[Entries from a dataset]
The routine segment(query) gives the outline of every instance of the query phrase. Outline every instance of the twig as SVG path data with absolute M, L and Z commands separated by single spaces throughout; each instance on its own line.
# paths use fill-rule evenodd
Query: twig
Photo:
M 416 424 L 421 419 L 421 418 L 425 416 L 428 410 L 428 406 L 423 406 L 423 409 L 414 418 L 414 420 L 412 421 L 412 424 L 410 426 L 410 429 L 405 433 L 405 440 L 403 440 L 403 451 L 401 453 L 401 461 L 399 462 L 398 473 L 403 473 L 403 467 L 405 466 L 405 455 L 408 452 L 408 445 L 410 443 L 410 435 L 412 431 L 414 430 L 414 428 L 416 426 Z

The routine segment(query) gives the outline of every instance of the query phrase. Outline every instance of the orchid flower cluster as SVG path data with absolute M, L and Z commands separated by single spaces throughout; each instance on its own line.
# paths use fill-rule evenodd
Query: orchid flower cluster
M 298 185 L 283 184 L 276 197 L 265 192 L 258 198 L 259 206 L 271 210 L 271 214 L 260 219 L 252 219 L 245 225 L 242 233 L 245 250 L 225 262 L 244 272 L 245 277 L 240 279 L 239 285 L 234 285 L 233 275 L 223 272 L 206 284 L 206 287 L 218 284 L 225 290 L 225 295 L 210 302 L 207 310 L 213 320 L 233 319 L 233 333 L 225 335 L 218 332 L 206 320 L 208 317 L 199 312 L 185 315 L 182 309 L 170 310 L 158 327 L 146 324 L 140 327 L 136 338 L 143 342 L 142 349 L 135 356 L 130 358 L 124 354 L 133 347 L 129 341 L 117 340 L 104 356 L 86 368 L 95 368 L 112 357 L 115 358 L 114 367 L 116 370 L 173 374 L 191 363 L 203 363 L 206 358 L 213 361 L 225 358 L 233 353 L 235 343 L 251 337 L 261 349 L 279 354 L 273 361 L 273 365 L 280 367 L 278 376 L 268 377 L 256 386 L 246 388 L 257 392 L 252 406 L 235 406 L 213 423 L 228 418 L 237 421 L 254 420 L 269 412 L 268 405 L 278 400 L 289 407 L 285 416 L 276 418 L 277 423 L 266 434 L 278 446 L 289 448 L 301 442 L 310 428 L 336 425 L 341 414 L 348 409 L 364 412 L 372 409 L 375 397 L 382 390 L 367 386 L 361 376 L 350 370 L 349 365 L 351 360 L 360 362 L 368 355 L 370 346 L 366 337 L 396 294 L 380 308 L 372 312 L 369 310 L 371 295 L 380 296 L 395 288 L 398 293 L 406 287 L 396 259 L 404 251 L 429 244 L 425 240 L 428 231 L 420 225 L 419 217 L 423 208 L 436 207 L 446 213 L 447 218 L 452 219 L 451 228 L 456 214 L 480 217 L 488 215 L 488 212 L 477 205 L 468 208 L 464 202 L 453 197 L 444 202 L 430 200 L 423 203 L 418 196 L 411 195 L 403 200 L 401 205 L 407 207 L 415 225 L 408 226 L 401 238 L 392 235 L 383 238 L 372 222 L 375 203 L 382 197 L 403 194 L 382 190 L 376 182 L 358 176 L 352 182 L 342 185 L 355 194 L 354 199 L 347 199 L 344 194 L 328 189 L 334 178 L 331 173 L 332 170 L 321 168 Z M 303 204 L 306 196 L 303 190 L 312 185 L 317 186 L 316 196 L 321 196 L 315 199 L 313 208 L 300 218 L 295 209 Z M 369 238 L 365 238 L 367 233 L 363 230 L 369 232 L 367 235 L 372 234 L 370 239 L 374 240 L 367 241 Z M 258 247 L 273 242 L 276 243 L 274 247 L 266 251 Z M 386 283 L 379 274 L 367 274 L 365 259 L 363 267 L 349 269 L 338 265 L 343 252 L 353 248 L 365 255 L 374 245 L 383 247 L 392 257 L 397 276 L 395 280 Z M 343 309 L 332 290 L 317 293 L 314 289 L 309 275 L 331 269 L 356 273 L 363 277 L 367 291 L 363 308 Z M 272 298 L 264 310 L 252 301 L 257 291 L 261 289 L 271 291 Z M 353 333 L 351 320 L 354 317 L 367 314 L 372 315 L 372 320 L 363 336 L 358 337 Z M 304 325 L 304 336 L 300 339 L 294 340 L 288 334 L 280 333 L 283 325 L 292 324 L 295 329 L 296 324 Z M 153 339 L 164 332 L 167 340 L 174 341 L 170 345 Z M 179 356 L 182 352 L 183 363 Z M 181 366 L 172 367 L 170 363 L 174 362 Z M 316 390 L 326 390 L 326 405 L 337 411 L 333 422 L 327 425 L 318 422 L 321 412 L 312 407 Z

• [Directions] Give an exact repetition of all the material.

• [Answer to the exercise]
The routine segment(query) gives the outline of every instance of the query phrase. Outline every instance of the twig as SVG path data with absolute M, L and Z commands separated by single spaces throughout; each instance on its own line.
# paths use fill-rule evenodd
Query: twig
Photo:
M 416 424 L 421 419 L 421 418 L 425 416 L 428 410 L 428 406 L 423 406 L 423 409 L 414 418 L 414 420 L 412 421 L 412 424 L 410 426 L 410 429 L 405 433 L 405 440 L 403 440 L 403 451 L 401 453 L 401 461 L 399 462 L 398 473 L 403 473 L 403 467 L 405 466 L 405 455 L 408 452 L 408 445 L 410 443 L 410 435 L 412 431 L 414 430 L 414 428 L 416 426 Z

The routine segment(query) gives the outline of every instance of the query phrase. Outline every instance of the orchid flower cluster as SVG path data with absolute M, L and Z commands separated by single spaces throughout; each instance on its own line.
# paths use fill-rule evenodd
Query: orchid flower cluster
M 298 185 L 283 184 L 276 197 L 265 192 L 258 198 L 259 206 L 271 210 L 271 214 L 260 219 L 252 219 L 245 225 L 242 233 L 245 250 L 225 262 L 244 272 L 245 277 L 240 279 L 239 285 L 234 285 L 233 275 L 223 272 L 206 284 L 206 287 L 218 284 L 225 290 L 225 295 L 210 302 L 207 310 L 213 320 L 233 319 L 233 333 L 225 335 L 218 332 L 206 320 L 208 317 L 199 312 L 185 315 L 182 309 L 170 310 L 158 327 L 146 324 L 140 327 L 136 338 L 143 342 L 142 349 L 135 356 L 130 358 L 124 354 L 133 347 L 129 341 L 117 340 L 104 356 L 86 368 L 95 368 L 112 357 L 115 358 L 114 367 L 116 370 L 173 374 L 191 363 L 203 363 L 206 358 L 213 361 L 225 358 L 233 353 L 235 343 L 251 337 L 261 349 L 279 354 L 273 361 L 273 365 L 280 367 L 278 376 L 268 377 L 256 386 L 246 388 L 257 392 L 252 406 L 235 406 L 213 423 L 228 418 L 237 421 L 254 420 L 269 412 L 268 405 L 278 400 L 289 407 L 285 416 L 276 418 L 277 423 L 266 434 L 278 446 L 289 448 L 301 442 L 310 428 L 336 425 L 341 414 L 348 409 L 364 412 L 372 409 L 375 397 L 382 390 L 367 386 L 361 376 L 350 370 L 349 365 L 351 360 L 360 362 L 368 355 L 370 346 L 366 337 L 396 294 L 380 308 L 372 312 L 369 310 L 371 295 L 380 296 L 395 288 L 398 293 L 406 287 L 396 259 L 404 251 L 429 244 L 425 240 L 428 231 L 420 225 L 419 217 L 423 208 L 436 207 L 446 213 L 447 218 L 452 219 L 451 228 L 456 214 L 480 217 L 488 215 L 488 212 L 477 205 L 468 208 L 464 202 L 453 197 L 444 202 L 430 200 L 423 203 L 418 196 L 411 195 L 403 200 L 401 205 L 407 207 L 415 225 L 408 226 L 401 238 L 392 235 L 383 238 L 372 222 L 375 203 L 382 197 L 403 194 L 382 190 L 376 182 L 358 176 L 352 182 L 342 185 L 355 194 L 354 199 L 347 199 L 344 194 L 328 189 L 334 178 L 331 173 L 332 170 L 321 168 Z M 303 204 L 306 196 L 303 190 L 312 185 L 317 186 L 316 196 L 321 196 L 315 199 L 313 208 L 300 218 L 295 209 Z M 369 238 L 365 238 L 367 233 L 363 230 L 369 232 L 367 235 L 372 234 L 370 239 L 374 240 L 367 241 Z M 258 247 L 273 242 L 276 243 L 274 247 L 266 251 Z M 386 283 L 379 274 L 367 274 L 365 259 L 363 267 L 349 269 L 338 265 L 343 252 L 353 248 L 365 255 L 374 245 L 383 247 L 392 257 L 397 276 L 395 280 Z M 343 309 L 332 290 L 317 293 L 314 289 L 309 275 L 331 269 L 356 273 L 363 277 L 367 291 L 363 308 Z M 272 298 L 264 310 L 252 301 L 257 291 L 261 289 L 271 291 Z M 353 333 L 351 320 L 354 317 L 367 314 L 372 315 L 372 320 L 363 336 L 358 337 Z M 304 325 L 304 336 L 300 339 L 294 340 L 288 334 L 280 333 L 283 325 L 292 324 L 295 329 L 296 324 Z M 153 339 L 164 332 L 167 340 L 174 341 L 170 345 Z M 179 356 L 182 352 L 183 363 Z M 181 366 L 172 367 L 170 363 L 174 362 Z M 316 390 L 326 390 L 326 405 L 337 411 L 333 422 L 327 425 L 318 422 L 321 412 L 312 407 Z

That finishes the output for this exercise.